## Exercise requirements
Copy out the entire blog post "Transitional thoughts" below word for word, with nothing changed or left out.

## Quoted passage
^^^^^^^^^^^^^^^^
Transitional thoughts

Published on by Catherine Toulsaly

Transitional thoughts

As time passes, an increasing number of praying mantises are spotted in the native plant garden. A friend of mine said the other day that it is a sign of a healthy ecosystem. “Whenever I want to feel humbled,” writes Thomas about the ecological collapse, “I think of the species that disappeared because of our conceit. They went away painfully, but we never saw it happen. A last male or female waited forever for a mate, and then they fell dead and unmourned after their hope was dashed”. The Moon set early last night as I, too, fell asleep at an earlier time than usual, exhausted by the burning magma of thoughts in my head. 

 

Transitional thoughts

 

Moving forward, I’d like to restate the following points: The code in the hidden order of time converts information into rounds of communication between Consciousness and the Universe. No matter which fundamentals of reality take part in the circle of concepts and whether some are co-emergent,  I intuitively feel that time comes first.  I remain cautious, though, keeping in mind that I ought to go deeper. Writing helps with the disentangling of my thoughts. I would not know where to start without it as I continue to grasp the more profound significance of what I have so far barely touched upon.
^^^^^^^^^^^^^^^^
## Source data
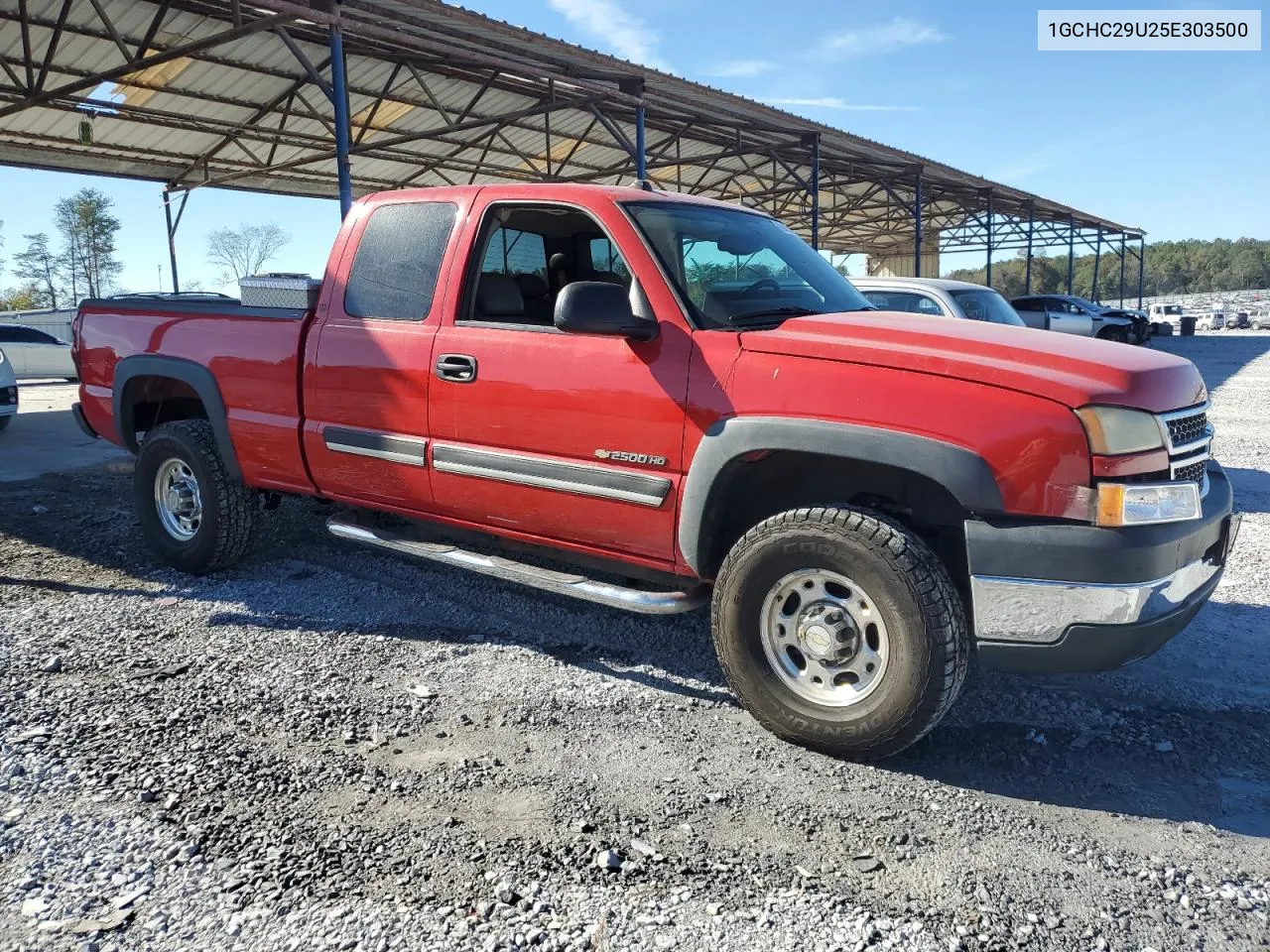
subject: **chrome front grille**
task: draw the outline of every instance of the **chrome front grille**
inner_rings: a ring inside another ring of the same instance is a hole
^^^^^^^^^^^^^^^^
## Full response
Transitional thoughts

Published on by Catherine Toulsaly

Transitional thoughts

As time passes, an increasing number of praying mantises are spotted in the native plant garden. A friend of mine said the other day that it is a sign of a healthy ecosystem. “Whenever I want to feel humbled,” writes Thomas about the ecological collapse, “I think of the species that disappeared because of our conceit. They went away painfully, but we never saw it happen. A last male or female waited forever for a mate, and then they fell dead and unmourned after their hope was dashed”. The Moon set early last night as I, too, fell asleep at an earlier time than usual, exhausted by the burning magma of thoughts in my head. 

 

Transitional thoughts

 

Moving forward, I’d like to restate the following points: The code in the hidden order of time converts information into rounds of communication between Consciousness and the Universe. No matter which fundamentals of reality take part in the circle of concepts and whether some are co-emergent,  I intuitively feel that time comes first.  I remain cautious, though, keeping in mind that I ought to go deeper. Writing helps with the disentangling of my thoughts. I would not know where to start without it as I continue to grasp the more profound significance of what I have so far barely touched upon.